── Given data

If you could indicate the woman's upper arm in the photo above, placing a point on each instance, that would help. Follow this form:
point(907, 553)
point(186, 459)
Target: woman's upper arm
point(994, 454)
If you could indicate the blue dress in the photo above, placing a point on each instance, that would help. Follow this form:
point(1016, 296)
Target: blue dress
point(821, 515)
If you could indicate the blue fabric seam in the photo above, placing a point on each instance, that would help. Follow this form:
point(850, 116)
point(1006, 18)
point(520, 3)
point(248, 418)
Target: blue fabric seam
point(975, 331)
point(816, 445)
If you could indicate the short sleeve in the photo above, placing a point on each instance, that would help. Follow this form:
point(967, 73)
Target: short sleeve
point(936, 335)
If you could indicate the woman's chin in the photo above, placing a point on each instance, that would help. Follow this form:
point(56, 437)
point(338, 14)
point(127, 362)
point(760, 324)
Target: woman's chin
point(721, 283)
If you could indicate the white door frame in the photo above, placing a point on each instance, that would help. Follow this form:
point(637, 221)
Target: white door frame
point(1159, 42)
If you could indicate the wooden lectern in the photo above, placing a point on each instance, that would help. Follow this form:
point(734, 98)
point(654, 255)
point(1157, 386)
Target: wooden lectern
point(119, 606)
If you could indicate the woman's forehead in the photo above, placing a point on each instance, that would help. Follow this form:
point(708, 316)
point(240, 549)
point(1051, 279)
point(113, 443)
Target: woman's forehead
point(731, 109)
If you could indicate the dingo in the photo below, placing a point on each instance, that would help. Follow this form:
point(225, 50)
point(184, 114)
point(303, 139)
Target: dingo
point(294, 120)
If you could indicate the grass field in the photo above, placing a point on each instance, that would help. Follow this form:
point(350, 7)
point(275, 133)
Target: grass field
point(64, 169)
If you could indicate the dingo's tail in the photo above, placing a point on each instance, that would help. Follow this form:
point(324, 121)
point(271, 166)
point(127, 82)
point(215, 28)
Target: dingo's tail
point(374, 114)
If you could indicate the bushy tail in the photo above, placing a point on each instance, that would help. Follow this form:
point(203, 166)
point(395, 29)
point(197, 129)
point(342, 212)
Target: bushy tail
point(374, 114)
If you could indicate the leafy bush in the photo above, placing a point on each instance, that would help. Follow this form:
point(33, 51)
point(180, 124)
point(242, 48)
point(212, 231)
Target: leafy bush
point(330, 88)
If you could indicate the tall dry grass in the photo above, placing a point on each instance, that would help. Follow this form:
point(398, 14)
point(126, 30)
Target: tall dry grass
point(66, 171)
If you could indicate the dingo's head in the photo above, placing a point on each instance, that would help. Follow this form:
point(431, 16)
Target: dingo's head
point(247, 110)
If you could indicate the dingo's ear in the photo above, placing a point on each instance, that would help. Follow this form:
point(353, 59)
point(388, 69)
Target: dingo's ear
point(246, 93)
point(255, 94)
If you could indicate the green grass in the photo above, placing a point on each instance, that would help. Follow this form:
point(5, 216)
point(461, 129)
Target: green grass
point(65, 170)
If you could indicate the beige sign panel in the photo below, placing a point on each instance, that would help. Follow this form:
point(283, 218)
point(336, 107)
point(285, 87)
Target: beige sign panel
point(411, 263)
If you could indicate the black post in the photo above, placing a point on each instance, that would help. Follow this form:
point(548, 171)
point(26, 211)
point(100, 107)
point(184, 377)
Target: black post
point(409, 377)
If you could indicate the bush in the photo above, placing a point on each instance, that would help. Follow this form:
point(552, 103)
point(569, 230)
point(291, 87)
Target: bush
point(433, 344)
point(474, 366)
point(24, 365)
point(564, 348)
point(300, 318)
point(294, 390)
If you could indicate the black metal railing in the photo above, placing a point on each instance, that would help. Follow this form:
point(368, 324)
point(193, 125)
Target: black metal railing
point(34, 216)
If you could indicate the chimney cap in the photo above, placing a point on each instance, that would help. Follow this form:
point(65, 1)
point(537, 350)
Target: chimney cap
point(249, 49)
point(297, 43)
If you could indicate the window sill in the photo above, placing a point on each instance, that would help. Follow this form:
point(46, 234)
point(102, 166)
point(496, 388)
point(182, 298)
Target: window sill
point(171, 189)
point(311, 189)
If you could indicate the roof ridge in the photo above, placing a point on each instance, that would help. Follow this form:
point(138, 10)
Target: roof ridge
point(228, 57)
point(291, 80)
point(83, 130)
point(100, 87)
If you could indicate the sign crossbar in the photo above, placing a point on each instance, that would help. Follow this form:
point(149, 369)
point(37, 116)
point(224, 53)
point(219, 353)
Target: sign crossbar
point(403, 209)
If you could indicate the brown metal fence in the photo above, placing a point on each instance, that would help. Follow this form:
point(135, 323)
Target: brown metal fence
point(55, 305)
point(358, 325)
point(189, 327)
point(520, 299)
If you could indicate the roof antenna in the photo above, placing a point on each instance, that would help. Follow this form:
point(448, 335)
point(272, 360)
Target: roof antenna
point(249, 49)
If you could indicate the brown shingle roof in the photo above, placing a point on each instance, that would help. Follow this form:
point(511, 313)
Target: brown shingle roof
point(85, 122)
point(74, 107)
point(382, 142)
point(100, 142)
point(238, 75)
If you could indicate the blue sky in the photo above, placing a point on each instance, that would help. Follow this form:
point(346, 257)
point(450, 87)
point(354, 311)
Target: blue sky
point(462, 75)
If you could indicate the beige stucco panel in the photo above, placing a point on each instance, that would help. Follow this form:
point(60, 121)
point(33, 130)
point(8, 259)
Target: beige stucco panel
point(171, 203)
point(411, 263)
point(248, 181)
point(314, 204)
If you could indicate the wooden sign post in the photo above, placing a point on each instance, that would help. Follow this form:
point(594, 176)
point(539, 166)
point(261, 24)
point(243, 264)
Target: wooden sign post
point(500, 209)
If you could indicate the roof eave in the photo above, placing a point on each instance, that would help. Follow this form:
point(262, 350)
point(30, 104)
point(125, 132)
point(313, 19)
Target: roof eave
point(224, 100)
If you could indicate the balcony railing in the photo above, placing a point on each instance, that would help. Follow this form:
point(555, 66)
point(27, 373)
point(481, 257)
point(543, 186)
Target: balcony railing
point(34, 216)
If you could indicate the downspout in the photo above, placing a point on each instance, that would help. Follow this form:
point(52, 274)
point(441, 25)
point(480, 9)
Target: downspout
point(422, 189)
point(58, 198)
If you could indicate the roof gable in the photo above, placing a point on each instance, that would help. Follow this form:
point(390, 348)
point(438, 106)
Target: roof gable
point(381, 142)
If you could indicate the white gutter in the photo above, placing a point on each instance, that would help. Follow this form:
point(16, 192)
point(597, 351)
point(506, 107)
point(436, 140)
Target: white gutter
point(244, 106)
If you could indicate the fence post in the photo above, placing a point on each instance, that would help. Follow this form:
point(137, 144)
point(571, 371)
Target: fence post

────

_Task to carry out_.
Copy out the entries from the start through the line containing "point(294, 120)", with every line included, and add 146 to both coordinates of each answer point. Leave the points in the requests' sample forms unchanged.

_Complete answer_.
If you could indicate the woman's upper arm in the photo above, placing a point on each instance, that would help. Follow this form:
point(907, 553)
point(186, 459)
Target: woman's upper arm
point(1140, 600)
If you could indicate the blue dress in the photo above, placing a point on each instance, that would help. Follow this form:
point(1016, 296)
Target: blue dress
point(967, 661)
If you could indicate the blue fabric seam in the photo above, placing a point on each instance, that would help. Follow this form:
point(850, 116)
point(1006, 18)
point(520, 3)
point(248, 418)
Target: blue fabric seam
point(1121, 477)
point(962, 591)
If you could indicate the short sleeve in the photo above, placing a point on each instance, that would help. Follow this form:
point(967, 73)
Target: short sleeve
point(1082, 481)
If you could indicate the woman's chin in the photo above, placing a point on each instance, that would help. Follow this form:
point(56, 437)
point(338, 14)
point(127, 362)
point(760, 324)
Target: woman's chin
point(867, 429)
If you could indicate the white door frame in the photo above, placing a point on each instance, that would help. Follow this form:
point(637, 221)
Target: white door frame
point(1305, 188)
If you could indicate the wooden lectern in the photo above, placing a point on each instance, that would help. Follow this form:
point(734, 98)
point(654, 255)
point(1157, 386)
Target: wooden lectern
point(265, 752)
If you could indicate the woman's forehead in the photo above, placing a point on each instance, that would help. Follow this form:
point(708, 316)
point(240, 549)
point(1051, 279)
point(113, 443)
Target: woman's forehead
point(877, 255)
If you could indicate the dingo in the photo below, placing a point on each instance, that would help. Follow this form:
point(225, 50)
point(184, 114)
point(303, 139)
Target: dingo
point(440, 266)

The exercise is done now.